Posted by: itneverrainsinseattle | January 6, 2010

When to tell…

Hello, my bloggy friends. I have a question for you:

When do you start telling people about your upcoming divorce / break-up?

Do you (did you) wait until you both are (were) living in separate quarters? Do you just not make any formal announcement, but tell a few people individually? Big public broadcast? Throw a divorce / break-up party? Write up a press release or a FAQ to show to anyone who asks the inevitable follow-up questions?

As I’ve deliberated whether to divorce, I have necessarily told and asked the advice of a few trusted friends. But now that my wife and I are agreed to go down that road, and we’ve already started mapping out what it will look like, and our intention is to remain as amicable as possible (and so far, we’re doing well with that), I find myself in the situation of wanting to tell more people, but being concerned about possible fallout.

Do people shy away from you as if divorce / break-up is contagious? Do mutual friends start to get weird?

What’s been your experience, if you’ve gone through it? What is your advice for someone at this stage of the game — even if you aren’t / haven’t gone through such a big break-up, you might have some insight into human nature or social conventions that could help.

I want to tell certain people at my taekwondo studio. I wish to do so with some dignity and integrity; my goal is not to make anyone take a dim view of my soon-to-be-ex wife, and at the same time, I want them to know that this is going on and it does affect my availability to participate in certain events, etc. And there are other friends, as well, who I’d feel more honest with if I wasn’t keeping mum. As I’ve mentioned before… I’m an extrovert. I am who I am, and I’d rather not feel like I have to hide this big part of who I am at the moment… but, at the same time, I don’t want to call undue attention to it, either. And I want to minimize any potential harmful fall-out.

What are your thoughts?



  1. Mutual friends do get weird. In my case, they all took her side. This was mostly due to the lies she told, but that is neither here nor there.

    I told people one on one, as I felt neccessary. Some of those, told others and eventually everyone just knew.

    Good luck.

  2. When you get divorced you join a club that you never knew about until you got divorced. For every mutual friend who might act oddly (really how are they supposed to know how to act?), there is an individual who will treat you with more kindness and patience because they know what you’re going through. It’s a gift. And it’s really lovely.

    Good news travels fast. Bad news travels faster. If you insulate within a community of good support, tell a few close friends, when the timing is right, they will start to share your news for you. It makes it easier all the way around.

    Follow your heart. If it’s pushing you towards honesty, go with it. Good luck.

  3. I would first ask Penny what her thoughts are about this. You don’t want it to get back to your kids until you two have sat down with them and personally talked to each of them.

======

## Job
In the blog post about telling people of a divorce, why does the writer want to tell certain people at the taekwondo studio? Answer in one to three sentences.

## Provided information

======

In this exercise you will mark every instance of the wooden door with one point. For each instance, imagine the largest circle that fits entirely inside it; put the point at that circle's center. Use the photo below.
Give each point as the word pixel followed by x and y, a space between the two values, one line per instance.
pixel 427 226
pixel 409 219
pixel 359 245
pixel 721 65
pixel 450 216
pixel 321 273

======

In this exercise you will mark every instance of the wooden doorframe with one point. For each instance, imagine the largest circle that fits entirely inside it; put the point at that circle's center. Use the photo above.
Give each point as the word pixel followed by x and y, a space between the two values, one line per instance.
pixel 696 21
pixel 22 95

======

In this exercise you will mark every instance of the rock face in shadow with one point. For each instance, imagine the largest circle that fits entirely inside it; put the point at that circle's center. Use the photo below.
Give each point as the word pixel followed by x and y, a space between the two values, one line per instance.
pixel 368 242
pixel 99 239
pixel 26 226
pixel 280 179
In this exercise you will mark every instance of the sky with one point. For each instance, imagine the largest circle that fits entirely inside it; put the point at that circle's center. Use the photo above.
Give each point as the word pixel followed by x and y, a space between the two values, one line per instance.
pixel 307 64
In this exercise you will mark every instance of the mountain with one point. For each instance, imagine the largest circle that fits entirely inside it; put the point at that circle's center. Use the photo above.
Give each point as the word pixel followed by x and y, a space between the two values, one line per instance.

======

## Output of the exercise
The writer wants them to know the divorce is happening and that it affects the writer's availability to take part in certain events.